The required output is the exact sequence of lines from the line holding "the blue jeans" to the end of the records, inclusive.

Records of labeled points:
--------------------------------------------------

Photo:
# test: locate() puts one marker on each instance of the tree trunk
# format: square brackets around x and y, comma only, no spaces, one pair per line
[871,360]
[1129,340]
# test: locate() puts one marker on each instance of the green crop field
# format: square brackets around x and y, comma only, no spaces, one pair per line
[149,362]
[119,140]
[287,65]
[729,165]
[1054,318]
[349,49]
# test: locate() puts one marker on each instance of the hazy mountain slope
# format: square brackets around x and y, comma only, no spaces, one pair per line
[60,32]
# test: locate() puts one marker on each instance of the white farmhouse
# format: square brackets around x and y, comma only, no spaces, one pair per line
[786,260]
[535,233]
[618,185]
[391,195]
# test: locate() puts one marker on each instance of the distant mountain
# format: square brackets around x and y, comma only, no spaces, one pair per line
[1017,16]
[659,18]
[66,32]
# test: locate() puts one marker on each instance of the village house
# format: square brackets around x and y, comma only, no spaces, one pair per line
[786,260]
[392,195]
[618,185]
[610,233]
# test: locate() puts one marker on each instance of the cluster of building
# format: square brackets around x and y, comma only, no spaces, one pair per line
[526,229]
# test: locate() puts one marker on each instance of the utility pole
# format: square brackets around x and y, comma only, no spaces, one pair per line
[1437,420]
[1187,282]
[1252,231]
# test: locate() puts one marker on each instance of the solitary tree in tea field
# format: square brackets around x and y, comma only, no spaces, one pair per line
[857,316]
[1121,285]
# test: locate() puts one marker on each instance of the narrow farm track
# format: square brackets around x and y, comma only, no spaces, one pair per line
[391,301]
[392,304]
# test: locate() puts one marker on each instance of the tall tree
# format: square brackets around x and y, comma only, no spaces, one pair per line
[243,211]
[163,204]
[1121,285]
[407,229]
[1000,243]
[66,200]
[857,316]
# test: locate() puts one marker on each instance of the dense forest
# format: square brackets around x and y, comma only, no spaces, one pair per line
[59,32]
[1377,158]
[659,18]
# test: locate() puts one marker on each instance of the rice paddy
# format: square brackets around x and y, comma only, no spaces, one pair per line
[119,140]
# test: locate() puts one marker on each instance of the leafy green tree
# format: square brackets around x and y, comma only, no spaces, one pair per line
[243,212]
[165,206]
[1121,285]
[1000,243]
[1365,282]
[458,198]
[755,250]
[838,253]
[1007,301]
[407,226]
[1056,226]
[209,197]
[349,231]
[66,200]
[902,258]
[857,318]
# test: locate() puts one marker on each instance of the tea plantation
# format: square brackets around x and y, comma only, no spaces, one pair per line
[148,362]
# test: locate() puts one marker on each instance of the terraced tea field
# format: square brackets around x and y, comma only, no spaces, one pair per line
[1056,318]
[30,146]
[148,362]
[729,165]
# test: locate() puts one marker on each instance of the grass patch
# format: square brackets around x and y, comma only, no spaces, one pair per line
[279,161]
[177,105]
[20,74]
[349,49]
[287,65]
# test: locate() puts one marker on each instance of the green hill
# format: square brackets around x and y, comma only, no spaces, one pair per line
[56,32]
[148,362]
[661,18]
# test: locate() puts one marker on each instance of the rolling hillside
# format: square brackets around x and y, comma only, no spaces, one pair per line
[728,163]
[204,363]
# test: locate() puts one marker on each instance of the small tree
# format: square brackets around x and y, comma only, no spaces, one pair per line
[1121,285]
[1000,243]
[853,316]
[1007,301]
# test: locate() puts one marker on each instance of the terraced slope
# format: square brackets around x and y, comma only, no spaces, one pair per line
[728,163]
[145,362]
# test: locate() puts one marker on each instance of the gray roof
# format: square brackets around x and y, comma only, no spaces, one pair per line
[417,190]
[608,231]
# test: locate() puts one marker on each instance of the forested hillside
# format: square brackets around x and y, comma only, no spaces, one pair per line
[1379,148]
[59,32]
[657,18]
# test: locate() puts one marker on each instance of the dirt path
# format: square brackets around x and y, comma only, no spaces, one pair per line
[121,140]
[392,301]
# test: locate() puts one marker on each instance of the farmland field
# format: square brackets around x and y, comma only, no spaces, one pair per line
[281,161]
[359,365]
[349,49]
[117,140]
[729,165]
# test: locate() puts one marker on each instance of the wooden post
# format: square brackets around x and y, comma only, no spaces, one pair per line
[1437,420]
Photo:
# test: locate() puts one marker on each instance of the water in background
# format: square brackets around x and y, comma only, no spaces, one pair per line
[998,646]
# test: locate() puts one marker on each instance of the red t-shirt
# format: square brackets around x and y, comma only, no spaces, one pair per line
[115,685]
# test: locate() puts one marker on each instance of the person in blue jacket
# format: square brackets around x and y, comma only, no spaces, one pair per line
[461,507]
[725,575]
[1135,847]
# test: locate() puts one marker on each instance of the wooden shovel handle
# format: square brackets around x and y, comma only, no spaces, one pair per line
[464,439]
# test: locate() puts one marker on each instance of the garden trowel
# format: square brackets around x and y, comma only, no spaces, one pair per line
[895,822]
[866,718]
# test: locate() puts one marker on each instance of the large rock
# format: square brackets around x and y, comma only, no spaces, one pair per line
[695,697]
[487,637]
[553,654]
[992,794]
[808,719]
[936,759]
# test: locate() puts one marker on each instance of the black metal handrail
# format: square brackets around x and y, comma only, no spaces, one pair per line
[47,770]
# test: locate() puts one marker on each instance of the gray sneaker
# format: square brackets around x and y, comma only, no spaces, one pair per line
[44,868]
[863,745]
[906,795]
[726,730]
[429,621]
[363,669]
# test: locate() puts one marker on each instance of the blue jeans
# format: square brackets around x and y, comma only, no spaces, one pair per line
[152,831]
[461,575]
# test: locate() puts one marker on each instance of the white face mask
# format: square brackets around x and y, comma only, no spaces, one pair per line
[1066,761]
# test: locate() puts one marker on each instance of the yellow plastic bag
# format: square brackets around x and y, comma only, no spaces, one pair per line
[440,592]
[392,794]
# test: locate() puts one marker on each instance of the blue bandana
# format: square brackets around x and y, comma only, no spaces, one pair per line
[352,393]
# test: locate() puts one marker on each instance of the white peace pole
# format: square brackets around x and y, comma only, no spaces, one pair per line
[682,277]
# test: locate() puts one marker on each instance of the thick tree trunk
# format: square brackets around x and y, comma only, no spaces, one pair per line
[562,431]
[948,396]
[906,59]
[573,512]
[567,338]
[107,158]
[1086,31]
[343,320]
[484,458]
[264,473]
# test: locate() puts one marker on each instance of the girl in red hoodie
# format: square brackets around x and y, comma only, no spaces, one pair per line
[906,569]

--------------------------------------------------

Solved exercise:
# test: locate() puts one marker on each instance of the blue jeans
# format: square brackets around x and y, comma only, no spaces, one pair per line
[152,831]
[461,575]
# test: locate() puts one marker on each instance of the white face mask
# format: square brackets around x and y, comma only, no spaces, one pair per line
[1066,761]
# test: locate() puts one marker on each instance of the yellow plastic bag
# format: square brackets around x and y, comma only, no spaces, one pair per line
[440,592]
[392,794]
# test: locate() puts one marker on each instance of the blue bandana
# format: square brackets around x and y, comma only, no spaces, one pair per line
[352,393]
# test: locate() puts one marker on each instance of the white peace pole
# format: square brackets around x and y, comma only, no spaces, one pair per line
[682,277]
# test: locate() puts one marker on each instance of the thick tree trunk
# format: square brackets around x and y, comma only, no spaces, one pair per line
[562,431]
[948,396]
[906,59]
[573,512]
[567,338]
[107,158]
[1086,31]
[343,320]
[484,458]
[264,473]
# test: locate() puts one marker on each instance of the girl in red hoodie
# format: square brackets around x and y, comma only, no spaces, one pair per line
[906,569]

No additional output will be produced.